* _YOUR GOAL_: Reproduce every line of these items, requests included, shifting each number in the answer point coordinates up by 78. Leave the request lines and their sample outputs unchanged.
════
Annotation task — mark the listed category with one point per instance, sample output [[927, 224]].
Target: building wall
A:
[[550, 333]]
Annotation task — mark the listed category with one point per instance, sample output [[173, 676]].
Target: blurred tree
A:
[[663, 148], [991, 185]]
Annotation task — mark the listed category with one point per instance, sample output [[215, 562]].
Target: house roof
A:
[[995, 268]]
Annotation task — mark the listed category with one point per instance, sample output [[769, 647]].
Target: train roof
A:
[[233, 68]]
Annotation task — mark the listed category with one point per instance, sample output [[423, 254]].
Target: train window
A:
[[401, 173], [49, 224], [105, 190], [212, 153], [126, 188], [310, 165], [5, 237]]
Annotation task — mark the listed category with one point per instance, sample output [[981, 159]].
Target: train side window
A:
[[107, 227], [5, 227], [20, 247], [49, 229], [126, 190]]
════
* _REPLY_:
Annotation task — mark the listed category with one point per instance, sample output [[927, 224]].
Target: building wall
A:
[[628, 411]]
Annotation task — mark the listed category with one point per instance, sample output [[173, 676]].
Target: blurred tree
A:
[[741, 226], [1069, 263]]
Annotation task — mark the listed category with one point per instance, sample output [[215, 562]].
Target: house roof
A:
[[1073, 346]]
Annotation task — mark the listed category with one point per instance, sample output [[769, 647]].
Target: train roof
A:
[[311, 146]]
Annotation task — mark the listed category with one point per instance, sample output [[423, 254]].
Target: train window
A:
[[479, 251], [127, 302], [183, 268], [290, 231], [204, 266], [388, 243], [83, 315]]
Annotation task — mark the listed category with one point per instance, sample output [[981, 159]].
Target: train side window
A:
[[185, 305], [83, 305], [98, 325], [127, 307], [204, 268]]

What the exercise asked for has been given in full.